## Given data
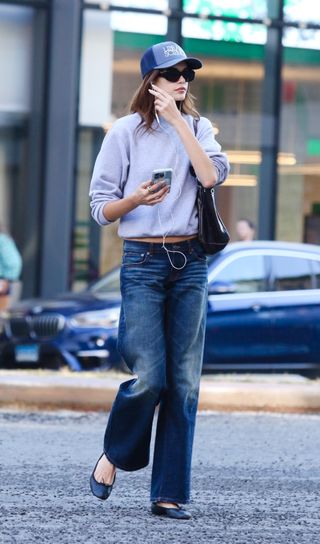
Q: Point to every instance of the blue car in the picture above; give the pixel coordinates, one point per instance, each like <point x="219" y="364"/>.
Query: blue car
<point x="263" y="316"/>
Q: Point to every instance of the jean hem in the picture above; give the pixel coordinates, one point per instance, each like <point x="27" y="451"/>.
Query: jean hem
<point x="123" y="467"/>
<point x="170" y="499"/>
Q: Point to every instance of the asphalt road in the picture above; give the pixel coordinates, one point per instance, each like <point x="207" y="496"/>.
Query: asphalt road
<point x="256" y="480"/>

## Task requirements
The lines to return run from the one containing "Q: Point to every instance of the jean" through the last line of the material above. Please reproduce them exactly.

## Written solution
Q: Point to every instance of the jean hem in the picture above; give the pixel coordinates, one point per instance, each like <point x="27" y="451"/>.
Query: jean hem
<point x="123" y="467"/>
<point x="170" y="499"/>
Q: Point to every instance of the asphalt road in the picture above; give the pixel coordinates, one point per instance, each like <point x="207" y="496"/>.
Query: asphalt road
<point x="256" y="480"/>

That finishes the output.